İslâm’ı kamusal alandan uzaklaştırmak, “İslâm’ı
hükümsüz bırakmak” demektir. Zîrâ İslâm sâdece kısa ve basit bir-kaç ibâdet ve
ritüelden ibâret değildir. Hayâtın tam merkezine söyleyecek sözü ve hayâtın tam
da merkezine yönelik projeleri vardır. Birileri her ne kadar bu projelerden
bahsetmekten utanıyor olsa da bu gerçek değişmez. Ercüment Özkan:
“İslâm’ın hiç-bir hükmü, ortaya koyduğu değer utanılacak bir değer
değildir. Kendine bu denli güvenini yitirmiş toplumlar helâk olmaya mahkumdur.

> Yapılacak işler
a) Çıkarılan metnin “İslâm’ı kamusal alandan” sözlerini içeren yerden başlayıp “helâk olmaya mahkumdur.” sözlerinden sonra biten kısmını, “değer” sözcüğünün yerine “ilke” koyarak yeniden yazın.
b) İslâm'ın kamusal alandaki yeriyle ilgili metne göre şu soruları cevaplayın:
(i) İslâm'ı kamusal alandan uzaklaştırmak ne demektir?
(ii) İslâm neden ibaret değildir?
(iii) Ercüment Özkan'a göre kendine bu denli güvenini yitirmiş toplumlar neye mahkumdur?
c) İslâm'ın kamusal alandaki yeriyle ilgili metni son cümlesinden sonra sürdürün.
Kayıtlar, metinden ayrı bir malzemedir.

> Kayıtlı veriler
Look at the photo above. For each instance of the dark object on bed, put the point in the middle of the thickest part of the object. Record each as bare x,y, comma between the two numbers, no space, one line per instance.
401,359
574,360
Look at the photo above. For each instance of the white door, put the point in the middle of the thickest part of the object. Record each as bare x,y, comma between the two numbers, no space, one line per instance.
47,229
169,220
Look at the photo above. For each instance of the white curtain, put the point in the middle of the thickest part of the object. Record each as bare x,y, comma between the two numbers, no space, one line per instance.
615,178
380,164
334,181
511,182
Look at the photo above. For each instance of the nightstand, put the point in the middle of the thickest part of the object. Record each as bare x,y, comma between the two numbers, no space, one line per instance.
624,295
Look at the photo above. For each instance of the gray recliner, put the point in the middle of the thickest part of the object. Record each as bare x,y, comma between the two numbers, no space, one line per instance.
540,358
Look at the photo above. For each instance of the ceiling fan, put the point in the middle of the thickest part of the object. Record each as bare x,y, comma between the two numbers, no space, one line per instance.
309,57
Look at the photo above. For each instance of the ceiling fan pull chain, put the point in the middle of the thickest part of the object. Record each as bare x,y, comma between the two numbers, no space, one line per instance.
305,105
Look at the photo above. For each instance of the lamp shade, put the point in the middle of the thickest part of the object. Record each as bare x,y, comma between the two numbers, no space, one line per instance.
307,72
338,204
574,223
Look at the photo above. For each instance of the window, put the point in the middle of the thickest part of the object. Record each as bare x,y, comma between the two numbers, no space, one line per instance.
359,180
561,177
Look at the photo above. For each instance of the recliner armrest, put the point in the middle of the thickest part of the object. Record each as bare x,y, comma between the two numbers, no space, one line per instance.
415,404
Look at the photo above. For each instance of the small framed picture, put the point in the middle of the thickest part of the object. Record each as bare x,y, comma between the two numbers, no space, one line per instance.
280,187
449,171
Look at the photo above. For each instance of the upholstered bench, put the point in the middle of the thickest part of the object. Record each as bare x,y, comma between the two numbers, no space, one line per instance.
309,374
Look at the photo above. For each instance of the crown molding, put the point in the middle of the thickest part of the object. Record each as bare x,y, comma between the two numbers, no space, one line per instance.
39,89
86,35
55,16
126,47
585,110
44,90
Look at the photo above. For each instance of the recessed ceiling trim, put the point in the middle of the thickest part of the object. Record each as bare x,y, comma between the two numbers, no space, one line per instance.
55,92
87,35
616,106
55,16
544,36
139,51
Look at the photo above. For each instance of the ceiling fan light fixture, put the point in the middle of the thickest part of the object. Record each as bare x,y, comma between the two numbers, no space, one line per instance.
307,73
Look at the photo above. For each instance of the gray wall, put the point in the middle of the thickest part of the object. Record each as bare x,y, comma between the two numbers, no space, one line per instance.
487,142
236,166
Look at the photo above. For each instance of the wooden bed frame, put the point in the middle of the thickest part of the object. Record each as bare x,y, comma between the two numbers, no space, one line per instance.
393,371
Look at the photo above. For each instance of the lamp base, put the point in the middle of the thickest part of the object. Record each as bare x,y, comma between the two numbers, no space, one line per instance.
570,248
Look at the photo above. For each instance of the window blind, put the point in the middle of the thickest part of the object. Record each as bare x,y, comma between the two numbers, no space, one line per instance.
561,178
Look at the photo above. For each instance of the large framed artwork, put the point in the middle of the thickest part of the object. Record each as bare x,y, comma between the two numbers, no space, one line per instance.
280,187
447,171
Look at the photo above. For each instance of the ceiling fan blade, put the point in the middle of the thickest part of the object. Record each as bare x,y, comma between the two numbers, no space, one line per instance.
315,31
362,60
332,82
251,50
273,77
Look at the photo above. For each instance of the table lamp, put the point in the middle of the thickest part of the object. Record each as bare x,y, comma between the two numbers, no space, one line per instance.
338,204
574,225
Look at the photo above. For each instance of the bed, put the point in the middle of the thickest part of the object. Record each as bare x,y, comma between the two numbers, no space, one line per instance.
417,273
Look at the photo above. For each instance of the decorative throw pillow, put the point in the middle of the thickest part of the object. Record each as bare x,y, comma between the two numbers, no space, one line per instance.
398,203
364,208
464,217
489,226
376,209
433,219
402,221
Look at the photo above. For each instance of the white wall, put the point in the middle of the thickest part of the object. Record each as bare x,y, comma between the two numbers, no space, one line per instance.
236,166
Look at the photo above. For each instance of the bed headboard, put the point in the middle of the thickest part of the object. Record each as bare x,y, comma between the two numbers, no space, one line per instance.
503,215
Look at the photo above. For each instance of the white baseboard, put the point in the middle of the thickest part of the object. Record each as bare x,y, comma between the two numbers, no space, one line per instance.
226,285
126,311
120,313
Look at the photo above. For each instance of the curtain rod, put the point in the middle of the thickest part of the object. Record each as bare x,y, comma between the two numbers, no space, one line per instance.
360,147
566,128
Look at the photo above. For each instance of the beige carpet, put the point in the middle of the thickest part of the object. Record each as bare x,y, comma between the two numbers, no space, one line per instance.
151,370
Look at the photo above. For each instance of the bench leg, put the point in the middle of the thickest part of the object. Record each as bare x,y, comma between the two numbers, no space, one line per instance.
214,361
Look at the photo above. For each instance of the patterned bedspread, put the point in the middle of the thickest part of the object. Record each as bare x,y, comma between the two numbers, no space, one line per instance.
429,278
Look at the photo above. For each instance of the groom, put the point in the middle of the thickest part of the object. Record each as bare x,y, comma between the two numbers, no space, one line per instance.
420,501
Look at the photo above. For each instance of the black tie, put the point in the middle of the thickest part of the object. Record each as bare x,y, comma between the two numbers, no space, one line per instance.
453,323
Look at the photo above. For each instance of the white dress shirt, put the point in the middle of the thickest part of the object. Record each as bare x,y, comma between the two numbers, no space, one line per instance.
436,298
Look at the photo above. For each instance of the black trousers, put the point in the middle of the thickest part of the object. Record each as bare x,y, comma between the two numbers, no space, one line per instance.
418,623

> Görev cevapları
a)
İslâm’ı kamusal alandan uzaklaştırmak, “İslâm’ı
hükümsüz bırakmak” demektir. Zîrâ İslâm sâdece kısa ve basit bir-kaç ibâdet ve
ritüelden ibâret değildir. Hayâtın tam merkezine söyleyecek sözü ve hayâtın tam
da merkezine yönelik projeleri vardır. Birileri her ne kadar bu projelerden
bahsetmekten utanıyor olsa da bu gerçek değişmez. Ercüment Özkan:
“İslâm’ın hiç-bir hükmü, ortaya koyduğu ilke utanılacak bir ilke
değildir. Kendine bu denli güvenini yitirmiş toplumlar helâk olmaya mahkumdur.

b)
(i) İslâm'ı hükümsüz bırakmak demektir.
(ii) Kısa ve basit birkaç ibadet ve ritüelden ibaret değildir.
(iii) Helâk olmaya mahkumdur.

c)
Böylesi bir utanma söz-konusu olacaksa, asırlardır diğerlerine kıyâs edilemeyecek
derecede başarılı olarak milyonları idâre eden İslâm ahkâmından utanmak değil,
diğer düzen sâhipleri kendi düzenlerinden utanmalıdırlar” der.
Müslümanlar içinde sözde bilgin bir kesim de İslâm’ın
kamusal alandan uzak tutulmasını ağır bir sarhoşluk hâli içinde söyleyebiliyor.
Bunlar müslüman olmayı “kitap yüklü eşek” gibi olmak zannedenlerdir. Sahabe;
“on âyet ezberleyip, onun gereklerini yerine getirdikten sonra diğer âyetlere
geçmezdik” diyor. Sahabe bu âyetlerin gereklerini nerede yerine getiriyordu?.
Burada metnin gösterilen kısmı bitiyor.